## Begin Input data
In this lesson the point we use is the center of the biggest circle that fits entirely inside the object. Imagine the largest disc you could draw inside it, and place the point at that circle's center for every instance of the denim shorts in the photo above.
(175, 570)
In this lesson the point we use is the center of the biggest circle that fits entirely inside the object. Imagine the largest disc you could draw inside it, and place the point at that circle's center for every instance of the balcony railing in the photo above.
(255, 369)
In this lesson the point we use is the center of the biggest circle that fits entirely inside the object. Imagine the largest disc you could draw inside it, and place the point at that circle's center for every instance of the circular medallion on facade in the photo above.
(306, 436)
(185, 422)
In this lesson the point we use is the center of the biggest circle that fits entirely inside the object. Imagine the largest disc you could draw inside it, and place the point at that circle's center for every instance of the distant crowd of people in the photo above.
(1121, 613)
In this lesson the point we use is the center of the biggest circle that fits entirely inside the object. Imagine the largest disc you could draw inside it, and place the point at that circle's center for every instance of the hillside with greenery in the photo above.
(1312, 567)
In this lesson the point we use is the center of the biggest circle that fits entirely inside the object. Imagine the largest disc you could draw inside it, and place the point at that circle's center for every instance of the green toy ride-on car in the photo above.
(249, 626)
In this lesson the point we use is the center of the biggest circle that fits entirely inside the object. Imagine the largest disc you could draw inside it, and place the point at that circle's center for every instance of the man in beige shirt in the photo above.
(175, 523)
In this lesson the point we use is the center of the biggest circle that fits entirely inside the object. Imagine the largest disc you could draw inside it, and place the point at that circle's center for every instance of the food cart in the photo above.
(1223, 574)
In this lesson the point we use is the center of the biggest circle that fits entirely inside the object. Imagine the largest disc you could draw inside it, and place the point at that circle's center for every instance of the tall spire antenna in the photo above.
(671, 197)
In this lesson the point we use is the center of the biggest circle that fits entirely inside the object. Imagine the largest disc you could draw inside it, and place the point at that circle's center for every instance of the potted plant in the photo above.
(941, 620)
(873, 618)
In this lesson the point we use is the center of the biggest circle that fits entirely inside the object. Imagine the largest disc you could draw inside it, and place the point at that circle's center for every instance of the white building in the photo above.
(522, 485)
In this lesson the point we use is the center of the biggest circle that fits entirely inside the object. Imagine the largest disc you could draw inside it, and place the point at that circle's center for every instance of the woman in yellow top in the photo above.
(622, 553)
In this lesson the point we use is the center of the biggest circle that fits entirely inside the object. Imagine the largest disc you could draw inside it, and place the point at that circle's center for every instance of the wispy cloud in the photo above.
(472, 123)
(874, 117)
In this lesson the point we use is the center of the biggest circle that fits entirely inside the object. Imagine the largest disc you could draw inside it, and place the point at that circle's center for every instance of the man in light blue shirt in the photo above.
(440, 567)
## End Input data
- Objective
Please output every record, keeping each line exact.

- Result for this exercise
In this lesson the point we use is the center of the biggest circle that fits entirely inside the object. Imagine the largest disc you could draw inside it, and place the point at that circle's center for every instance of the denim shorts in the photo above.
(175, 570)
In this lesson the point we use is the center of the biggest circle that fits entirely inside the object. Imagine the largest disc you could draw inside it, and place the point at that circle's center for every instance of the balcony railing in the photo above.
(255, 369)
In this lesson the point we use is the center of the biggest circle that fits entirely inside the object. Imagine the largest disc you could draw inside it, and place the point at that circle's center for every instance of the circular medallion on facade in the photo above.
(306, 436)
(185, 422)
In this lesson the point we use is the center of the biggest circle that fits entirely inside the object. Imagine the largest disc you could draw inside it, and place the point at that circle's center for every instance of the distant crowd of people in the photo above.
(1121, 613)
In this lesson the point we use is the center of the biggest circle that fits entirely inside the object. Imagine the largest disc you could draw inside it, and place the point at that circle's center for every instance of the hillside with greenery in the photo above.
(1312, 567)
In this lesson the point we use is the center of the biggest circle that fits entirely inside the object. Imagine the largest disc you could draw inside it, and place the point at that circle's center for every instance of the green toy ride-on car in the photo above.
(249, 626)
In this lesson the point we use is the center of the biggest circle that fits entirely inside the object. Imagine the largest disc you could draw inside it, and place the point at that circle's center for every instance of the man in beige shirt in the photo above.
(175, 523)
In this lesson the point we use is the center of the biggest circle that fits entirely inside the object. Imagine the largest disc you could draw inside it, and place the point at that circle's center for every instance of the food cart in the photo above.
(1223, 574)
In this lesson the point we use is the center of the biggest circle that fits entirely inside the object. Imagine the largest disc you could draw inside it, and place the point at that circle's center for every instance of the tall spire antenna in the photo above.
(671, 197)
In this lesson the point we use is the center of the biggest circle that fits entirely inside the object. Imagine the largest disc you could draw inside it, and place the point at that circle's center for every instance of the potted plant in the photo above.
(941, 620)
(873, 618)
In this lesson the point we use is the center of the biggest circle that fits entirely inside the object. Imagine the largest disc you could draw inside it, and place the point at that circle's center for every instance of the white building in the photo above.
(522, 485)
In this lesson the point we use is the center of the biggest circle that fits entirely inside the object. Imagine the largest disc you could draw inside it, and place the point at that circle's center for every instance of the woman in yellow top in the photo above.
(622, 553)
In this lesson the point we use is the center of the biggest circle that fits entirely inside the object. Imagine the largest disc you could draw inside it, and place the point at that circle's center for every instance of the wispy cloud in the photo above.
(472, 123)
(874, 117)
In this lesson the point we use is the center of the biggest circle that fits entirely inside the object. Imagine the largest disc you could draw inside it, and place the point at that circle's center for every instance of the man in light blue shirt in the photo above.
(440, 567)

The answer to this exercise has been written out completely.